(WHAT YOU HAVE TO DO) Report every line of the entries that contains the word "foot".

** GIVEN RECORDS follows **

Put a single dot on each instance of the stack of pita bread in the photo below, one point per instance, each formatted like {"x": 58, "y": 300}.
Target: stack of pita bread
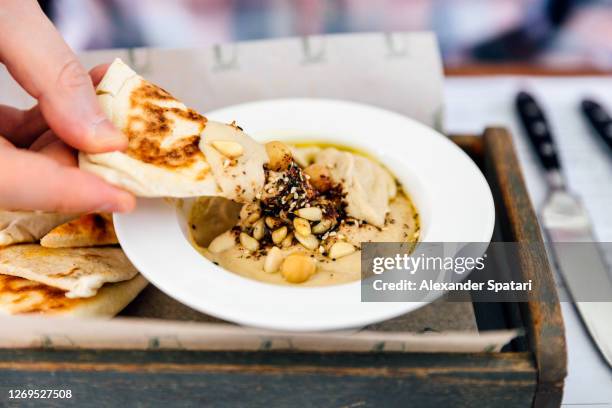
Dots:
{"x": 52, "y": 267}
{"x": 63, "y": 265}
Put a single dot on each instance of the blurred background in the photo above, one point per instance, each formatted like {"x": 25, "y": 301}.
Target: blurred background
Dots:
{"x": 561, "y": 33}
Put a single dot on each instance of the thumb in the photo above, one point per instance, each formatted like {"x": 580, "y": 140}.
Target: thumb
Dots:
{"x": 43, "y": 64}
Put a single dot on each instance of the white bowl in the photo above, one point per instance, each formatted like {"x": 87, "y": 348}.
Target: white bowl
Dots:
{"x": 449, "y": 191}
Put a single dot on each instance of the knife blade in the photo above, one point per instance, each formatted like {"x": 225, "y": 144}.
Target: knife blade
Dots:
{"x": 569, "y": 231}
{"x": 599, "y": 119}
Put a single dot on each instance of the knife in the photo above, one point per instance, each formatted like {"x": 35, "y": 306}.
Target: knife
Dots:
{"x": 567, "y": 225}
{"x": 599, "y": 120}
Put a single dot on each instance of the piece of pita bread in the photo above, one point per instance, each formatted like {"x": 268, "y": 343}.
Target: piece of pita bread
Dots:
{"x": 28, "y": 226}
{"x": 164, "y": 156}
{"x": 78, "y": 271}
{"x": 242, "y": 178}
{"x": 23, "y": 296}
{"x": 86, "y": 231}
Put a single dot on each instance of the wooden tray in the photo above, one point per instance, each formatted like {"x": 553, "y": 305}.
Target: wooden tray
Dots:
{"x": 528, "y": 372}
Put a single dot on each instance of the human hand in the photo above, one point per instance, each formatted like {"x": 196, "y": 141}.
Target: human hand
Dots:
{"x": 37, "y": 162}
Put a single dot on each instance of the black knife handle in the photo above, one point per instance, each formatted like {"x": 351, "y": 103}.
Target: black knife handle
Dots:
{"x": 599, "y": 120}
{"x": 536, "y": 126}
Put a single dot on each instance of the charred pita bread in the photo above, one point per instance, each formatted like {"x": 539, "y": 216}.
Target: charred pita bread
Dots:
{"x": 86, "y": 231}
{"x": 164, "y": 156}
{"x": 23, "y": 296}
{"x": 78, "y": 271}
{"x": 28, "y": 226}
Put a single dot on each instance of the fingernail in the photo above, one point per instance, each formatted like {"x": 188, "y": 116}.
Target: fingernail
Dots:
{"x": 108, "y": 136}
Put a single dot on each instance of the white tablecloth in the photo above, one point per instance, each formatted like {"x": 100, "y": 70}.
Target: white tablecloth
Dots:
{"x": 474, "y": 103}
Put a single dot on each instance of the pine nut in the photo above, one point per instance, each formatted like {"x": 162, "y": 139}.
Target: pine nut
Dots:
{"x": 308, "y": 241}
{"x": 228, "y": 148}
{"x": 301, "y": 226}
{"x": 249, "y": 213}
{"x": 310, "y": 213}
{"x": 222, "y": 243}
{"x": 279, "y": 235}
{"x": 340, "y": 249}
{"x": 322, "y": 226}
{"x": 288, "y": 241}
{"x": 273, "y": 222}
{"x": 250, "y": 243}
{"x": 273, "y": 260}
{"x": 297, "y": 268}
{"x": 259, "y": 229}
{"x": 320, "y": 177}
{"x": 279, "y": 156}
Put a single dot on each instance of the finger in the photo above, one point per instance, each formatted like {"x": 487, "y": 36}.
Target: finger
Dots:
{"x": 97, "y": 72}
{"x": 39, "y": 59}
{"x": 43, "y": 140}
{"x": 21, "y": 127}
{"x": 61, "y": 153}
{"x": 50, "y": 146}
{"x": 30, "y": 181}
{"x": 4, "y": 144}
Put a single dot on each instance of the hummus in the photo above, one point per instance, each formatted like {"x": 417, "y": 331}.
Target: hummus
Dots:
{"x": 359, "y": 202}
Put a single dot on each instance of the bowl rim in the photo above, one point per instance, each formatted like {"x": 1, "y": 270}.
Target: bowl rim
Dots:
{"x": 344, "y": 294}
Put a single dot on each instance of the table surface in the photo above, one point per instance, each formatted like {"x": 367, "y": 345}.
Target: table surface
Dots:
{"x": 482, "y": 96}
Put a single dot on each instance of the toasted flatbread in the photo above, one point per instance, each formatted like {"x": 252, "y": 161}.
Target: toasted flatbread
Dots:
{"x": 28, "y": 226}
{"x": 164, "y": 156}
{"x": 78, "y": 271}
{"x": 86, "y": 231}
{"x": 23, "y": 296}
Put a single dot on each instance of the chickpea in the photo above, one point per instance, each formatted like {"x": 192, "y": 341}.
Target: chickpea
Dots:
{"x": 298, "y": 268}
{"x": 279, "y": 155}
{"x": 320, "y": 177}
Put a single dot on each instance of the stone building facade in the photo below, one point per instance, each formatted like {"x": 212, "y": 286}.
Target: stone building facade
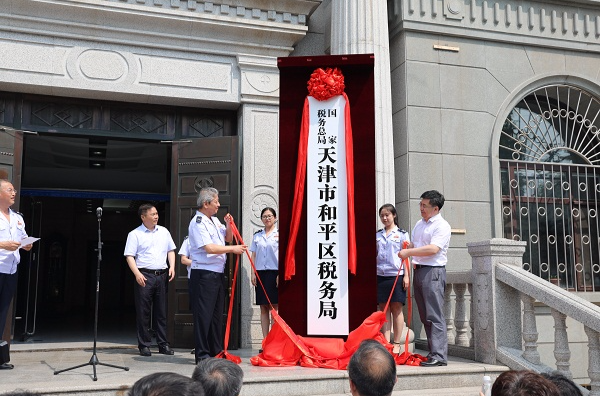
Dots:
{"x": 457, "y": 104}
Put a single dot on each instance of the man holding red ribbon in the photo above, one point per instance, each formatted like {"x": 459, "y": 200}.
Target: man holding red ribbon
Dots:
{"x": 208, "y": 251}
{"x": 429, "y": 249}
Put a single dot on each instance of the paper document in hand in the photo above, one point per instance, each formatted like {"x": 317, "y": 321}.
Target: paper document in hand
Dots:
{"x": 28, "y": 241}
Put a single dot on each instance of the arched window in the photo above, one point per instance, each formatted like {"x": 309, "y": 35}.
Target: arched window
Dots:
{"x": 550, "y": 177}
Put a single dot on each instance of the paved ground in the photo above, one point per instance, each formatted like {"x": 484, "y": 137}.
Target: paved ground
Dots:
{"x": 35, "y": 366}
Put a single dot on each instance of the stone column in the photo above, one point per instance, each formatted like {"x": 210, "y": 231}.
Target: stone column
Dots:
{"x": 497, "y": 307}
{"x": 258, "y": 124}
{"x": 361, "y": 27}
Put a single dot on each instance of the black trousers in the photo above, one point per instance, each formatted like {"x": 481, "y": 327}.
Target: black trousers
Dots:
{"x": 208, "y": 300}
{"x": 8, "y": 285}
{"x": 153, "y": 297}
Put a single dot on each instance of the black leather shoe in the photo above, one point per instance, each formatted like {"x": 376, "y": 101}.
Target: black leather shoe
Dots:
{"x": 198, "y": 360}
{"x": 145, "y": 351}
{"x": 165, "y": 350}
{"x": 433, "y": 363}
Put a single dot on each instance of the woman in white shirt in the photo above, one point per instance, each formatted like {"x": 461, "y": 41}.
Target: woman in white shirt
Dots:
{"x": 265, "y": 255}
{"x": 389, "y": 243}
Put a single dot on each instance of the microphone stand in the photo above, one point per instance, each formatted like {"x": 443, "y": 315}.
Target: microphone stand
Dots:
{"x": 94, "y": 359}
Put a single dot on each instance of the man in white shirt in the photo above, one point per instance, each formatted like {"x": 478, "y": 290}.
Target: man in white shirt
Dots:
{"x": 150, "y": 254}
{"x": 12, "y": 231}
{"x": 429, "y": 249}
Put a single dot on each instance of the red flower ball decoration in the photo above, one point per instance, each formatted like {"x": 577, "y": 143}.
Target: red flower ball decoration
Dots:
{"x": 325, "y": 84}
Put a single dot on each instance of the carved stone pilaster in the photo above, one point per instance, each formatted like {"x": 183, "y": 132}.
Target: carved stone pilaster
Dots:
{"x": 259, "y": 79}
{"x": 562, "y": 353}
{"x": 497, "y": 307}
{"x": 530, "y": 333}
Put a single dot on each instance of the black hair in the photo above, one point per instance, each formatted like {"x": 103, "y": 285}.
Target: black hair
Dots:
{"x": 262, "y": 212}
{"x": 144, "y": 208}
{"x": 219, "y": 377}
{"x": 392, "y": 210}
{"x": 166, "y": 384}
{"x": 372, "y": 369}
{"x": 435, "y": 198}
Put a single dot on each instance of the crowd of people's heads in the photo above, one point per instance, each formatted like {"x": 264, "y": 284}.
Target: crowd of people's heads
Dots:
{"x": 372, "y": 370}
{"x": 211, "y": 377}
{"x": 529, "y": 383}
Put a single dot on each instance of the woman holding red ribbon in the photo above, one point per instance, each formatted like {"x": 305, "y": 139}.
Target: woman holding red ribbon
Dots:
{"x": 389, "y": 243}
{"x": 265, "y": 256}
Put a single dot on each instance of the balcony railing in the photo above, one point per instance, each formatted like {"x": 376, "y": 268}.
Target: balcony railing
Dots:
{"x": 491, "y": 317}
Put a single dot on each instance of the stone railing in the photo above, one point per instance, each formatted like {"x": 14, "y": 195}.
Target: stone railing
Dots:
{"x": 501, "y": 327}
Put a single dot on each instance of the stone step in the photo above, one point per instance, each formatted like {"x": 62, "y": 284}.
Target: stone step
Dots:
{"x": 34, "y": 371}
{"x": 471, "y": 391}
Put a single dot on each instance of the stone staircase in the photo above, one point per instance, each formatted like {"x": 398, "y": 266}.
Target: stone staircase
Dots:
{"x": 34, "y": 371}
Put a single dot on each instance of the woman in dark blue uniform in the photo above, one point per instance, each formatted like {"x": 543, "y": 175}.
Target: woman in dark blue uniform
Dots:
{"x": 265, "y": 254}
{"x": 389, "y": 243}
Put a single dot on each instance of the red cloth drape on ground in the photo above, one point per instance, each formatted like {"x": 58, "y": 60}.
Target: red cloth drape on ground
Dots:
{"x": 283, "y": 347}
{"x": 224, "y": 354}
{"x": 323, "y": 85}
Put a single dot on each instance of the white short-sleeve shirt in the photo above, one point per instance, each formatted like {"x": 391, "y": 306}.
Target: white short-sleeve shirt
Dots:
{"x": 436, "y": 232}
{"x": 266, "y": 249}
{"x": 388, "y": 247}
{"x": 11, "y": 231}
{"x": 149, "y": 247}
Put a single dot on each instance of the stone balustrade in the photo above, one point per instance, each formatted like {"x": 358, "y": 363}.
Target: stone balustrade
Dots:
{"x": 490, "y": 313}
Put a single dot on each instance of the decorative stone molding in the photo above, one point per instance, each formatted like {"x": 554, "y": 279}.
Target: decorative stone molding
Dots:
{"x": 551, "y": 22}
{"x": 259, "y": 79}
{"x": 287, "y": 12}
{"x": 189, "y": 26}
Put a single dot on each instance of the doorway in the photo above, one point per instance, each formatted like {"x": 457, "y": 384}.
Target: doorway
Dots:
{"x": 64, "y": 180}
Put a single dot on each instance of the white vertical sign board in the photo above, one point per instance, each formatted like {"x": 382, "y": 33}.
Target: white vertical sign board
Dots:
{"x": 327, "y": 219}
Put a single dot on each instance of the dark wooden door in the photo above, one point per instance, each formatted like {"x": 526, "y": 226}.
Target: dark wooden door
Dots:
{"x": 11, "y": 147}
{"x": 197, "y": 163}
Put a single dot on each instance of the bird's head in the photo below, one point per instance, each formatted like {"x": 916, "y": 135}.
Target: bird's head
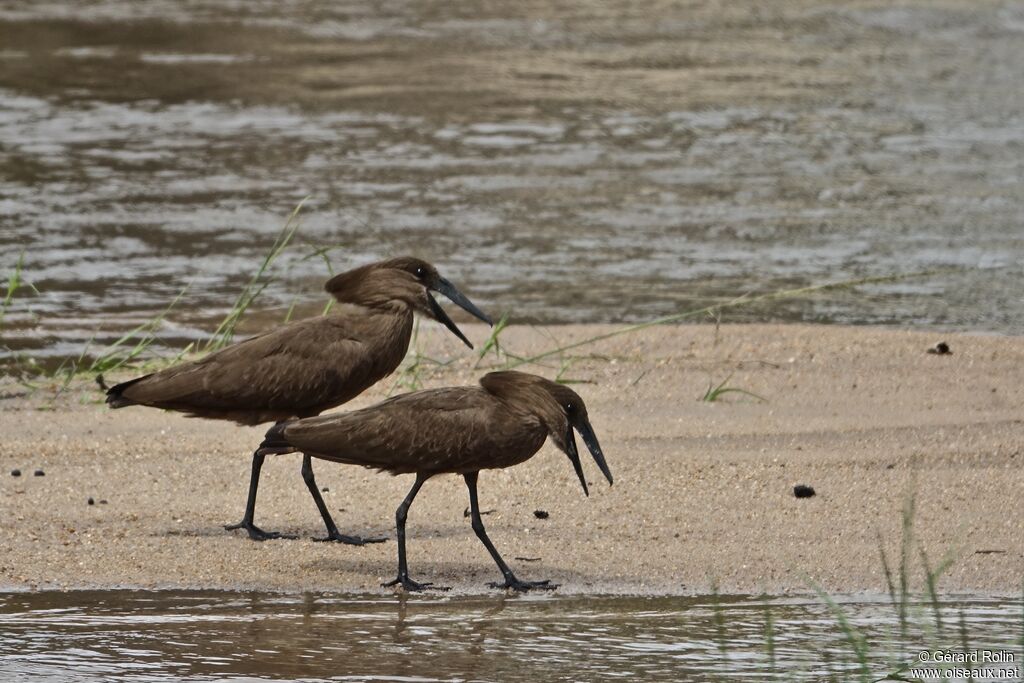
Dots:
{"x": 559, "y": 409}
{"x": 403, "y": 281}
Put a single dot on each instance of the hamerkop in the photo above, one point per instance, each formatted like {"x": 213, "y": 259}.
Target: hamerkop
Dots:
{"x": 459, "y": 430}
{"x": 306, "y": 367}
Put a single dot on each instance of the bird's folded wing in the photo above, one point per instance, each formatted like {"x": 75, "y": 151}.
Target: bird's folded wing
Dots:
{"x": 423, "y": 431}
{"x": 295, "y": 365}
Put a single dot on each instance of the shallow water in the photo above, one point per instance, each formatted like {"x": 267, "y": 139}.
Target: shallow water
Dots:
{"x": 598, "y": 163}
{"x": 155, "y": 636}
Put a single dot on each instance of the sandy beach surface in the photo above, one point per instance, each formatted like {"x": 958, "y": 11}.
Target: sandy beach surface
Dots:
{"x": 704, "y": 493}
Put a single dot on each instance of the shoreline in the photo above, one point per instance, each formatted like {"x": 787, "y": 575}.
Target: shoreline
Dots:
{"x": 702, "y": 494}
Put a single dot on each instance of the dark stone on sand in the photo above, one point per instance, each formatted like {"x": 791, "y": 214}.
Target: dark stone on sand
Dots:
{"x": 803, "y": 491}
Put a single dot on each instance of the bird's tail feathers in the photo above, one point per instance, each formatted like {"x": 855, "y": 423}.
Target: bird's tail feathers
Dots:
{"x": 115, "y": 397}
{"x": 274, "y": 442}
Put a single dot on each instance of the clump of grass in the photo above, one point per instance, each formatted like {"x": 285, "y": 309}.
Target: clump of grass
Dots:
{"x": 14, "y": 283}
{"x": 494, "y": 341}
{"x": 131, "y": 347}
{"x": 715, "y": 392}
{"x": 416, "y": 366}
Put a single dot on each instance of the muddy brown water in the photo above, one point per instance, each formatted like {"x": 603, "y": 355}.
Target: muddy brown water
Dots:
{"x": 586, "y": 162}
{"x": 194, "y": 635}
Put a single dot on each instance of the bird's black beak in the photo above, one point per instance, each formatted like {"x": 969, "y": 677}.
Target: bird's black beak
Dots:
{"x": 590, "y": 438}
{"x": 460, "y": 299}
{"x": 573, "y": 455}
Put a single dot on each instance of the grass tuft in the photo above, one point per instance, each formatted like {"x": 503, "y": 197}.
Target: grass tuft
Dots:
{"x": 715, "y": 392}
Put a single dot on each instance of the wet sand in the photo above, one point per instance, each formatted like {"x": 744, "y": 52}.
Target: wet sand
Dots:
{"x": 702, "y": 494}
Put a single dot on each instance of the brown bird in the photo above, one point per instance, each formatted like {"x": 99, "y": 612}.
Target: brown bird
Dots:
{"x": 459, "y": 430}
{"x": 306, "y": 367}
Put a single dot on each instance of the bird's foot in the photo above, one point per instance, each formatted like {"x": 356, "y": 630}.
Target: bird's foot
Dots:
{"x": 336, "y": 537}
{"x": 411, "y": 586}
{"x": 255, "y": 532}
{"x": 513, "y": 584}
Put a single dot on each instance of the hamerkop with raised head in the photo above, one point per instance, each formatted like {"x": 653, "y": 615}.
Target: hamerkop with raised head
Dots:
{"x": 306, "y": 367}
{"x": 460, "y": 430}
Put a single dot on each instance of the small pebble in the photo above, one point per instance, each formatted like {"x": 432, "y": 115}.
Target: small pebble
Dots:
{"x": 803, "y": 491}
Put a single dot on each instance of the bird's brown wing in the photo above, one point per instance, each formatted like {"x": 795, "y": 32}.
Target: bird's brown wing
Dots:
{"x": 439, "y": 430}
{"x": 304, "y": 364}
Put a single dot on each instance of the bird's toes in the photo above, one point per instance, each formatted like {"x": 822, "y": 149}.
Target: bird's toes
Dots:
{"x": 256, "y": 534}
{"x": 350, "y": 540}
{"x": 411, "y": 586}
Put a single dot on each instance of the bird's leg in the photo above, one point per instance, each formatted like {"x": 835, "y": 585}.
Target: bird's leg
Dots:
{"x": 332, "y": 530}
{"x": 399, "y": 519}
{"x": 510, "y": 581}
{"x": 255, "y": 532}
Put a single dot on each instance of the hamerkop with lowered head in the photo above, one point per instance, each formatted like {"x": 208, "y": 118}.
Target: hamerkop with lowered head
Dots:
{"x": 306, "y": 367}
{"x": 459, "y": 430}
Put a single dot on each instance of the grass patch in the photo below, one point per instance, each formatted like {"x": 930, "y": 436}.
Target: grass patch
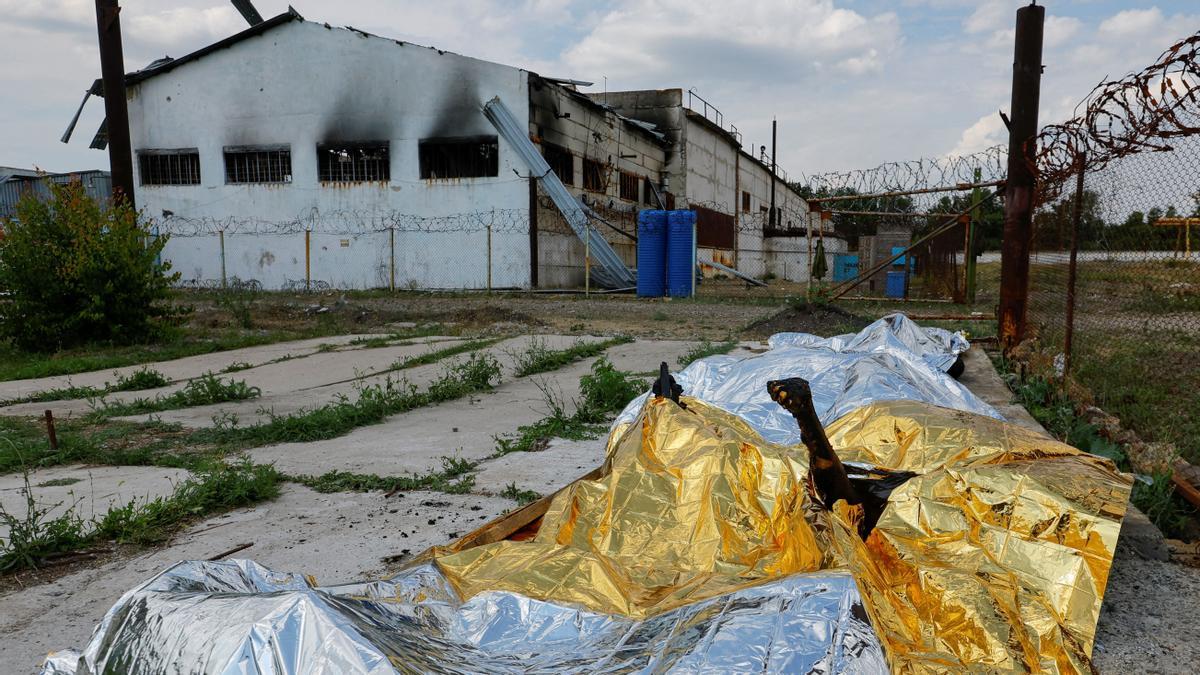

** End of GIVEN RECORDS **

(ANSWER TO THIS TASK)
Put a single dot on each instance of the bird's foot in the photo above, one point per instance, each formatted like {"x": 356, "y": 630}.
Target: bird's foot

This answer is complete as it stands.